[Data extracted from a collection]
┄┄┄┄┄┄

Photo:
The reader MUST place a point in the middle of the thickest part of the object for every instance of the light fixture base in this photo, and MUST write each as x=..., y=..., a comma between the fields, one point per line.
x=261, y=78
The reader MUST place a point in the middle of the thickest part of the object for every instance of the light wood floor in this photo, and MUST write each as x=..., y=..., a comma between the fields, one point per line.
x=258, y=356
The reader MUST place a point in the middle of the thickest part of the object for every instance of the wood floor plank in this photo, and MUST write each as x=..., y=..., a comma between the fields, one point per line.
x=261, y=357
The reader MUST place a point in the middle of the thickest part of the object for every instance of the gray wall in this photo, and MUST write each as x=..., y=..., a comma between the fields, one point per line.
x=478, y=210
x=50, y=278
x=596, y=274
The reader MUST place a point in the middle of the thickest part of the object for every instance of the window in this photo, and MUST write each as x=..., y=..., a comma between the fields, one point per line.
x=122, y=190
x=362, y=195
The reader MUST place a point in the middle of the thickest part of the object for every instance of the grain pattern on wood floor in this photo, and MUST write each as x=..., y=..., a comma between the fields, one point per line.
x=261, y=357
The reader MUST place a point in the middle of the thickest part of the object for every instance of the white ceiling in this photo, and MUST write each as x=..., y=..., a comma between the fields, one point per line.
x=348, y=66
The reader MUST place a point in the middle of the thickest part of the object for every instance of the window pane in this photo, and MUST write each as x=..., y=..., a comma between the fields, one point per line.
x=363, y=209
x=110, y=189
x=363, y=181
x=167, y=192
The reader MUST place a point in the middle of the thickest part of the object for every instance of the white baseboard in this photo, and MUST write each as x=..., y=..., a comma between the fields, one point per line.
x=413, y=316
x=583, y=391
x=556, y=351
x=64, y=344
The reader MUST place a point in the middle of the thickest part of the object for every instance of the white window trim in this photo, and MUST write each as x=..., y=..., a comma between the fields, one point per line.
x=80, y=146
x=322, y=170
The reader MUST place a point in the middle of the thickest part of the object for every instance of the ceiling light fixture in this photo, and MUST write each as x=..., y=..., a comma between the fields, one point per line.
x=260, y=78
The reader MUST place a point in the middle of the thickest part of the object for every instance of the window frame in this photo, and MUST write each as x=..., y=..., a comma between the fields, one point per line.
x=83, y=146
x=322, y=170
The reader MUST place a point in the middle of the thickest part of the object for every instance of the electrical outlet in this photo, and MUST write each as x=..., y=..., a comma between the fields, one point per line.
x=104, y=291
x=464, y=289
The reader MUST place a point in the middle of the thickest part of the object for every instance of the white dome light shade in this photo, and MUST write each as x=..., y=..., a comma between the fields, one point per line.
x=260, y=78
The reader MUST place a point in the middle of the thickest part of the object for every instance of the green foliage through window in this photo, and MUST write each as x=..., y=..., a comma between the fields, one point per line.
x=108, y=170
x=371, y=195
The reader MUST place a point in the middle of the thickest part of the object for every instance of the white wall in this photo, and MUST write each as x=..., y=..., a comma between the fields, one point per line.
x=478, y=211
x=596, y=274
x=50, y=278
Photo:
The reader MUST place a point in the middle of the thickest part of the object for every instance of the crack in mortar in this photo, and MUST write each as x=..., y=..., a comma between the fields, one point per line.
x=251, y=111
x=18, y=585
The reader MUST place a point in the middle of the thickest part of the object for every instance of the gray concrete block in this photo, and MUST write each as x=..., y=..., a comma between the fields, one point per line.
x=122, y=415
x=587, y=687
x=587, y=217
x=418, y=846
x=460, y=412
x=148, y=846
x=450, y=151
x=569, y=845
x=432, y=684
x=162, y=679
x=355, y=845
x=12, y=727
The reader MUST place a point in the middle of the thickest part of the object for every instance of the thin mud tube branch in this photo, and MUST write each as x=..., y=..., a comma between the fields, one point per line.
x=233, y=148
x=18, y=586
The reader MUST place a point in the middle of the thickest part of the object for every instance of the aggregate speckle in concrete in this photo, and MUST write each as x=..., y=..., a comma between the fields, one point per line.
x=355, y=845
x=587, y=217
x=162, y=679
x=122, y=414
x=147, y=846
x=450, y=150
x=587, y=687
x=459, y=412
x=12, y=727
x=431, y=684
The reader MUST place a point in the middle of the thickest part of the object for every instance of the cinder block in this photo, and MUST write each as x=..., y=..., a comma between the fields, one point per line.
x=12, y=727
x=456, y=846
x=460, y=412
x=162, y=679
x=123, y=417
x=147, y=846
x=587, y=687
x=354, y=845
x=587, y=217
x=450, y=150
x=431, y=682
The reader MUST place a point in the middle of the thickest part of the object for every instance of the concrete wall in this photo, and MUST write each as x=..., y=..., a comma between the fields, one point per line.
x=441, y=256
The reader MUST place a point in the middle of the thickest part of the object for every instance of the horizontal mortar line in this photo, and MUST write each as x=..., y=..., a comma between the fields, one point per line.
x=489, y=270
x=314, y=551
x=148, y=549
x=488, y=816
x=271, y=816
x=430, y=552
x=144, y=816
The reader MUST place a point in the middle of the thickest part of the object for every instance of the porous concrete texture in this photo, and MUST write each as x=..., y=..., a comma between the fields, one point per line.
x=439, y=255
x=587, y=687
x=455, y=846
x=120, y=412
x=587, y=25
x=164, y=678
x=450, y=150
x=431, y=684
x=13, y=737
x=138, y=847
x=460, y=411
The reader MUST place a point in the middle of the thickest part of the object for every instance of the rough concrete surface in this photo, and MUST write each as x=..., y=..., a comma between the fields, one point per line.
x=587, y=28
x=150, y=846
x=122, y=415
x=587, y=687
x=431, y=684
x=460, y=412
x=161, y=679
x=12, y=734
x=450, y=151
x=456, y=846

┄┄┄┄┄┄

**WHAT YOU SHOULD DO**
In full and word for word, write out the data above.

**OUTPUT FOR THIS EXERCISE**
Photo:
The reader MUST place a point in the middle of the thickest part of the object for every instance of the light fixture base in this photo, and MUST write each as x=..., y=..., a comma between the fields, one point per line.
x=261, y=78
The reader MUST place a point in the middle of the thickest part of the object for every instance of the light wood floor in this photo, and MUST write each as x=..., y=..., a comma between the fields, one point per line.
x=258, y=356
The reader MUST place a point in the middle of the thickest part of the object for every instance of the wood floor plank in this photo, and MUST write each as x=..., y=..., a comma between the fields, one point per line.
x=261, y=357
The reader MUST place a point in the middle of the thickest part of the object for every instance of the gray wall in this photo, and MUST write each as x=..., y=..., a comma between the fields, one point per line.
x=478, y=210
x=50, y=278
x=596, y=274
The reader MUST place a point in the middle of the thickest part of the object for every instance of the window in this photo, and MUST write each as x=..., y=..., a comma between the fields, one point per line.
x=122, y=190
x=362, y=195
The reader MUST place a point in the middle of the thickest part of the object for every instance of the grain pattern on wood floor in this photo, and MUST write each as x=..., y=..., a comma between the fields, one point per line.
x=261, y=357
The reader MUST place a point in the middle of the thickest part of the object for every instance of the white ceiling in this photo, and MUST write each as x=..., y=..., a comma between the fields, one point per line.
x=348, y=66
The reader MUST place a point in the middle of the thickest part of the object for every instance of the window pane in this photo, and MUST write each as x=..., y=..., a comma between the fields, one point per line.
x=363, y=209
x=110, y=189
x=363, y=181
x=167, y=192
The reader MUST place a point in the middle of the thickest part of the object for every instance of the white baseboard in this photo, and MUST write each as x=..., y=..., a comma between the fields, one point per line.
x=413, y=316
x=583, y=391
x=556, y=351
x=64, y=344
The reader MUST place a point in the middle of the thickest part of the object for every instance of the white window trim in this photo, and MUST write each as x=..., y=..., a comma between the fields, one point per line.
x=80, y=146
x=322, y=170
The reader MUST place a point in the middle of the thickest part of the object for every instance of the ceiling light fixture in this photo, and MUST write each as x=..., y=..., a comma between the fields, one point per line.
x=260, y=78
The reader MUST place a point in the middle of the thickest part of the object for every instance of the window frame in this photo, and MUST write each as x=..., y=..., a comma between the fields, one point per line.
x=83, y=146
x=322, y=170
The reader MUST place a point in the middle of the thickest part of the object for every instance of the electrical outlet in this photo, and MUST write each as x=..., y=..., a comma between the fields, one point per line.
x=104, y=291
x=464, y=289
The reader MUST place a point in the middle of the thickest part of the object for every instance of the white dome light shade in this photo, and MUST write each as x=..., y=..., a comma between the fields, one point per line.
x=260, y=78
The reader MUST place a point in the middle of the thickest part of the object for every instance of the green foliage through window in this photo, and MUST write each as x=..., y=..., a comma between the fields, one point per line.
x=108, y=170
x=371, y=195
The reader MUST place a point in the middle of the thickest part of the object for every instance of the white wall in this photo, and MUST write each as x=..., y=..., a comma between the fields, one point per line.
x=478, y=211
x=596, y=274
x=50, y=278
Photo:
The reader MUST place a point in the middle of the thickest part of the object for every instance of the crack in mortar in this photo, and MUST write each as x=..., y=..., a comma between the fields, one point per line.
x=251, y=111
x=18, y=585
The reader MUST place a point in the middle of the thickest part of the object for every instance of the gray concrete block in this photo, and MUST write each as x=..., y=..., a comma between the fields, one point per line.
x=122, y=415
x=587, y=687
x=587, y=217
x=418, y=846
x=460, y=412
x=148, y=846
x=450, y=151
x=569, y=845
x=432, y=684
x=162, y=679
x=355, y=845
x=12, y=727
The reader MUST place a point in the middle of the thickest part of the object for every instance of the thin mud tube branch in this photo, and MUST write each as x=..., y=..., a comma between the fields, one point per line.
x=233, y=148
x=18, y=586
The reader MUST place a point in the middle of the thickest part of the object for every instance of the aggregate speckle in concrete in this photo, and MUST write each as x=..., y=..., a comma between the fields, one point per line.
x=355, y=845
x=587, y=217
x=162, y=679
x=122, y=414
x=147, y=846
x=450, y=150
x=587, y=687
x=459, y=412
x=12, y=727
x=431, y=684
The reader MUST place a point in the middle of the thickest part of the object for every instance of the cinder block in this photo, and MUST write each as x=..., y=..., a comma between the fields, one point per line.
x=12, y=727
x=456, y=846
x=460, y=412
x=162, y=679
x=123, y=417
x=147, y=846
x=587, y=687
x=354, y=845
x=587, y=217
x=450, y=150
x=431, y=682
The reader MUST place a point in the middle of the thickest part of the object for every instance of the concrete wall in this photo, and MUST write each as x=..., y=..., a comma between the fields, one point per line.
x=441, y=256
The reader MUST place a point in the middle of the thickest part of the object for every instance of the horizontal mortar line in this photo, and MUST write each as x=..., y=..., a comma between the fields, one point per line.
x=489, y=270
x=314, y=551
x=148, y=549
x=488, y=816
x=271, y=816
x=430, y=552
x=144, y=816
The reader MUST place a point in the middle of the thickest part of the object for every instance of the porous concrete texture in this photo, and MUST write each as x=..., y=..., a comma between the fields, one point per line.
x=439, y=255
x=587, y=687
x=455, y=846
x=120, y=412
x=587, y=25
x=164, y=678
x=450, y=150
x=431, y=684
x=13, y=737
x=138, y=847
x=460, y=411
The reader MUST place a point in the middle of the thickest part of the object for every instance of the rough concrete surface in this photo, and MUST write each as x=..., y=..., a comma between the fields, one point per line.
x=587, y=28
x=150, y=846
x=122, y=415
x=587, y=687
x=431, y=684
x=460, y=412
x=161, y=679
x=12, y=734
x=450, y=151
x=456, y=846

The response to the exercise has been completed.